§ **Instruction**: Gather every line of the material below that contains the word "white", and copy each of those lines in full. Uppercase and lowercase count as different letters.

Point annotation records:
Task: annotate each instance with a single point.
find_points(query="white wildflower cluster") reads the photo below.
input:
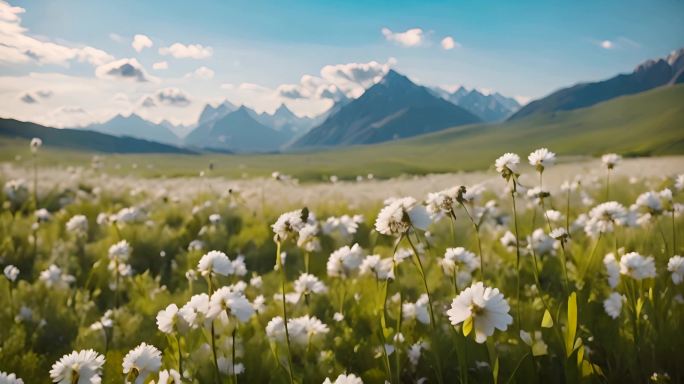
(303, 331)
(403, 289)
(345, 225)
(400, 215)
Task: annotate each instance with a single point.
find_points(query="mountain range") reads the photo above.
(80, 139)
(393, 108)
(237, 131)
(135, 126)
(648, 75)
(493, 107)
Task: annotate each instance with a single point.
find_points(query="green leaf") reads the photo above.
(580, 357)
(467, 326)
(495, 371)
(547, 321)
(640, 306)
(571, 329)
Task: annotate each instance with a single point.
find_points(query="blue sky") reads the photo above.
(519, 48)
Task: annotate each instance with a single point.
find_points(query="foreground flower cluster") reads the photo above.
(511, 281)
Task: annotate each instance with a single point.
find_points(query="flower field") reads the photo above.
(514, 281)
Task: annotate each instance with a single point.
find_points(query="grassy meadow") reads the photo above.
(369, 288)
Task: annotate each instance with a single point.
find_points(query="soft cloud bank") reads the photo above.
(127, 69)
(410, 38)
(448, 43)
(141, 42)
(337, 81)
(192, 51)
(18, 47)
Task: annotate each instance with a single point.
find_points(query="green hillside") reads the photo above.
(647, 124)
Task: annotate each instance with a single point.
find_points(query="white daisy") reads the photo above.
(378, 267)
(169, 320)
(418, 310)
(307, 284)
(35, 144)
(442, 203)
(541, 158)
(215, 263)
(231, 302)
(344, 261)
(42, 215)
(613, 304)
(306, 329)
(78, 224)
(344, 379)
(53, 277)
(458, 260)
(397, 217)
(170, 376)
(603, 218)
(676, 266)
(612, 270)
(275, 329)
(194, 312)
(11, 273)
(140, 362)
(485, 306)
(507, 164)
(82, 367)
(289, 224)
(679, 182)
(10, 378)
(637, 266)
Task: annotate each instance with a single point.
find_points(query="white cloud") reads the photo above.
(251, 87)
(410, 38)
(44, 93)
(128, 69)
(18, 47)
(522, 100)
(607, 44)
(28, 98)
(141, 42)
(337, 81)
(160, 65)
(172, 97)
(120, 97)
(448, 43)
(35, 96)
(115, 37)
(203, 73)
(148, 102)
(191, 51)
(70, 116)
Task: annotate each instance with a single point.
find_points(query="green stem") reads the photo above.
(517, 252)
(422, 275)
(564, 261)
(476, 227)
(674, 237)
(306, 262)
(662, 235)
(180, 355)
(233, 355)
(396, 342)
(384, 350)
(213, 337)
(591, 258)
(433, 324)
(281, 266)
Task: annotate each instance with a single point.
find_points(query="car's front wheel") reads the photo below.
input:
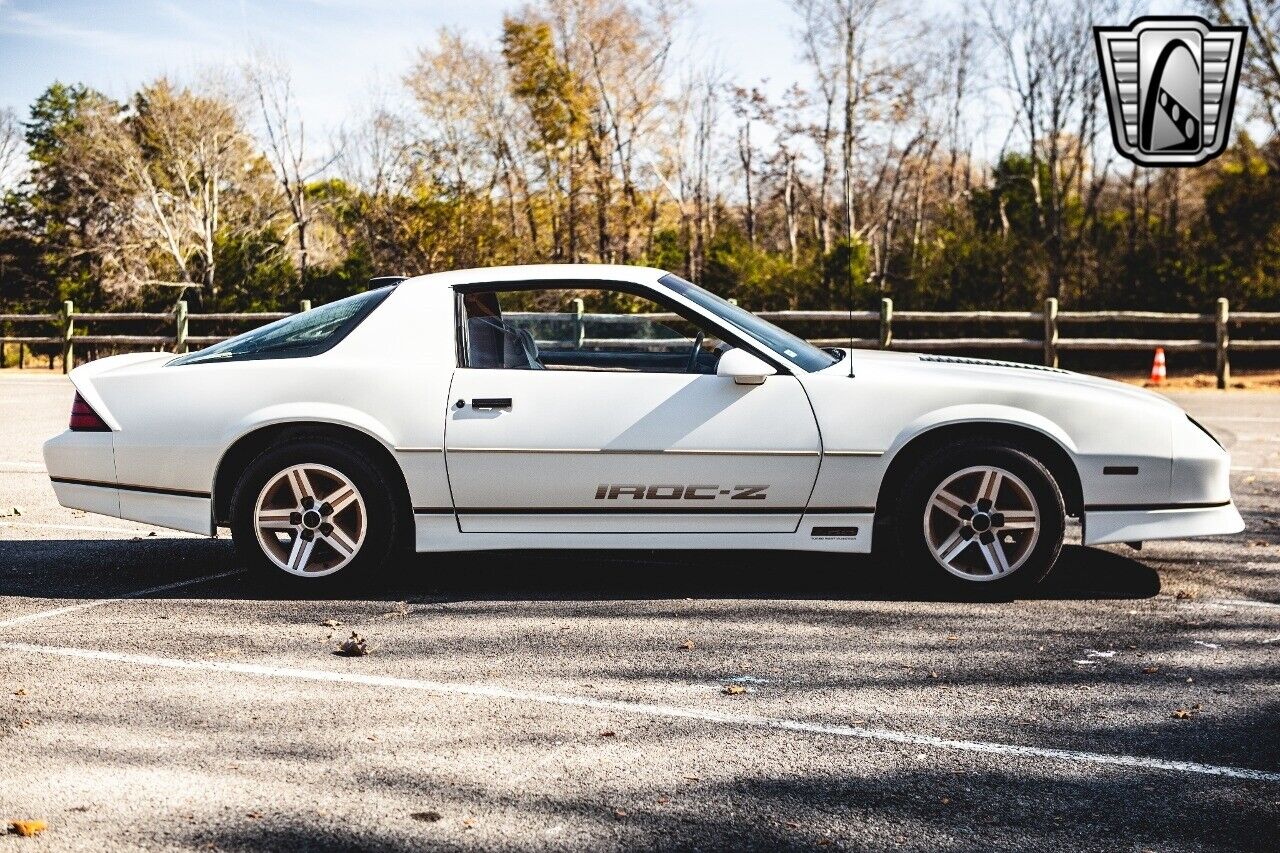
(982, 514)
(311, 510)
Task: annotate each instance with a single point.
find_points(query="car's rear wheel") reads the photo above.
(982, 515)
(311, 511)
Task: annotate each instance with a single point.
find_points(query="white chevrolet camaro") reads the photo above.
(575, 406)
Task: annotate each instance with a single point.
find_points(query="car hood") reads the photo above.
(945, 369)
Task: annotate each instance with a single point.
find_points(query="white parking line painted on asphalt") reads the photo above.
(16, 466)
(99, 602)
(132, 532)
(1235, 602)
(647, 710)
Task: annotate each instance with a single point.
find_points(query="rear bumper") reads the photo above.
(1141, 524)
(82, 470)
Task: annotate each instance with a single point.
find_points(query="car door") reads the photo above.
(600, 429)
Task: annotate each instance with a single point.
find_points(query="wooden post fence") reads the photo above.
(579, 324)
(62, 334)
(68, 329)
(1051, 332)
(1223, 342)
(886, 323)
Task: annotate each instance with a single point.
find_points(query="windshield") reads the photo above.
(302, 334)
(795, 350)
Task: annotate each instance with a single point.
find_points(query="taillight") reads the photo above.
(85, 419)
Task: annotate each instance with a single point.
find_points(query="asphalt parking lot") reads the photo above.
(154, 697)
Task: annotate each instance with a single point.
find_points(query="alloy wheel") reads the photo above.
(982, 523)
(310, 520)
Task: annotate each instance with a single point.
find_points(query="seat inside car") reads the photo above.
(492, 342)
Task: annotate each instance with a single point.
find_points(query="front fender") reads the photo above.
(979, 413)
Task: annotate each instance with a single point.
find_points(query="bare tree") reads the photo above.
(1051, 69)
(284, 132)
(12, 149)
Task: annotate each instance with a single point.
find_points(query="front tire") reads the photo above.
(314, 512)
(981, 515)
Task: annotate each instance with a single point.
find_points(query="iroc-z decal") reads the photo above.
(698, 492)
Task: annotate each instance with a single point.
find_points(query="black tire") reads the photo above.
(909, 521)
(382, 520)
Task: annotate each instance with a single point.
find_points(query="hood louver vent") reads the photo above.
(990, 363)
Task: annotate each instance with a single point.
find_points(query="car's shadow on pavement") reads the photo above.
(81, 569)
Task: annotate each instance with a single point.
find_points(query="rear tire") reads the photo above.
(315, 512)
(977, 515)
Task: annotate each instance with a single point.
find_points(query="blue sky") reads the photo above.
(339, 50)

§ **Task solution**:
find_points(query="white wildflower cluster") reads the photo below.
find_points(query="white daisy") reads the photo above.
find_points(query="white cloud") reads the photo above.
find_points(query="white chevrolet camaro") reads the photo above.
find_points(query="white parking line painted on asphalt") reads the photo above.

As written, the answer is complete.